All of the data must be written out verbatim, with pictures excluded.
[Data extracts — start]
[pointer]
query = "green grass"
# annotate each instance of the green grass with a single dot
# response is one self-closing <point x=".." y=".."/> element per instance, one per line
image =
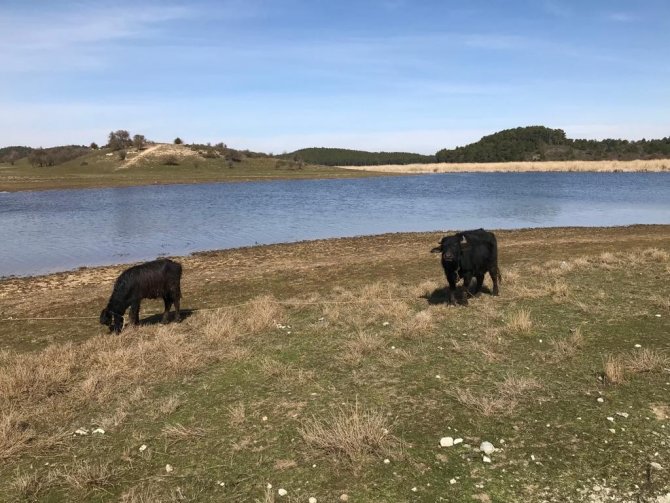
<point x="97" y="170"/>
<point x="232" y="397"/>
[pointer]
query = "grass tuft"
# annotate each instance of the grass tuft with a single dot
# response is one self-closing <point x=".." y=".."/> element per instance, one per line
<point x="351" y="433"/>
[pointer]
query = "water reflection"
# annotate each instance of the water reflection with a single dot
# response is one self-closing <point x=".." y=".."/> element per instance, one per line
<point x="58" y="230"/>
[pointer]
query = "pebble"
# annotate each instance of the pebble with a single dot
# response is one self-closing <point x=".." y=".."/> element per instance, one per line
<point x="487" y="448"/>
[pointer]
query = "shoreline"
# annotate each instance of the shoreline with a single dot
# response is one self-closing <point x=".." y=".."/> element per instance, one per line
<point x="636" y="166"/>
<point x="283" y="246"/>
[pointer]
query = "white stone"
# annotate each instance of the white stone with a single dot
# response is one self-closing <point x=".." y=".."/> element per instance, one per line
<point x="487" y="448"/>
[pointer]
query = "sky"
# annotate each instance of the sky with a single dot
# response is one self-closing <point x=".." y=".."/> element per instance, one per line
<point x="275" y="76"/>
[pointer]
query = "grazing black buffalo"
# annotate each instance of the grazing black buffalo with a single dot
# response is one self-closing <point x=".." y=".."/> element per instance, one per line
[Data extracts — finish]
- Task solution -
[pointer]
query = "green grass"
# annotate each instance of the green grass with a single dot
# response is one self-closing <point x=".." y=".."/> element per instance, one per line
image =
<point x="97" y="170"/>
<point x="232" y="397"/>
[pointer]
query = "grass tuft"
# annotate each instance of the grass tuft with a single dot
# response is one self-closing <point x=".." y=".."/> element per instance, one per line
<point x="351" y="433"/>
[pointer]
query = "water reflection"
# annotate each instance of the water reflection with a single dot
# response is one self-closing <point x=".." y=".."/> element per instance, one per line
<point x="58" y="230"/>
[pointer]
query = "pebble"
# annotate each instance of the pebble with a single dot
# response is one self-closing <point x=".." y=".."/> element per instance, one per line
<point x="487" y="448"/>
[pointer]
query = "shoreline"
# annotate each instance of the shoreline with a single dot
# response is one self-closing <point x=".." y=".."/> element per instance, one per line
<point x="636" y="166"/>
<point x="283" y="246"/>
[pointer]
query = "white stone"
# annotate each instance of the white stone with a single dot
# response is one self-closing <point x=".." y=".."/> element per instance, one per line
<point x="487" y="448"/>
[pointer]
query = "sky"
# annotate each instance of the sky with a single dot
# response is one self-closing <point x=".." y=".."/> element per instance, one per line
<point x="275" y="76"/>
[pointer]
query = "grazing black buffalo"
# annotate each instance of the grazing black buffalo with a single dot
# response is one self-closing <point x=".." y=".."/> element per instance, one per line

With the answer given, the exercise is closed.